It comes as a surprise to some people when they discover that Jesus was in fact Jewish. This is so both for Jews and Christians. Here we will explore the evidence.

The Name of ‘Jesus Christ’

The name ‘Christian’ of course comes from the word ‘Christ’ but there are those who think that ‘Christ’ is also part of the name of Jesus. It is erroneously thought by some to be a surname but it is in fact a title.

The English word ‘Christ’ comes from Greek, the language in which the New Testament was written. It is a translation of the Greek word ‘Christos’. In the Tanach, the Old Testament, which was written in Hebrew, the Hebrew equivalent is ‘Moshiach’ or in English ‘Messiah’. Both ‘Christos’ and ‘Moshiach’ mean ‘Anointed One’.

Jesus Christ therefore means Jesus the Messiah. Christians believe He is the One promised in the Tanach, the Old Testament, the Hebrew Bible. Jesus never Himself used the word ‘Christian’ or ‘Christianity’ and it is a common misconception that He came to start a new religion.

### Given material

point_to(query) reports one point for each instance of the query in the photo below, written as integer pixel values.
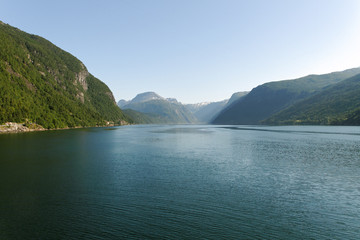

### Your instructions
Copy out the full passage on Jesus and the title "Christ" word for word, without changing anything.

### Answer
It comes as a surprise to some people when they discover that Jesus was in fact Jewish. This is so both for Jews and Christians. Here we will explore the evidence.

The Name of ‘Jesus Christ’

The name ‘Christian’ of course comes from the word ‘Christ’ but there are those who think that ‘Christ’ is also part of the name of Jesus. It is erroneously thought by some to be a surname but it is in fact a title.

The English word ‘Christ’ comes from Greek, the language in which the New Testament was written. It is a translation of the Greek word ‘Christos’. In the Tanach, the Old Testament, which was written in Hebrew, the Hebrew equivalent is ‘Moshiach’ or in English ‘Messiah’. Both ‘Christos’ and ‘Moshiach’ mean ‘Anointed One’.

Jesus Christ therefore means Jesus the Messiah. Christians believe He is the One promised in the Tanach, the Old Testament, the Hebrew Bible. Jesus never Himself used the word ‘Christian’ or ‘Christianity’ and it is a common misconception that He came to start a new religion.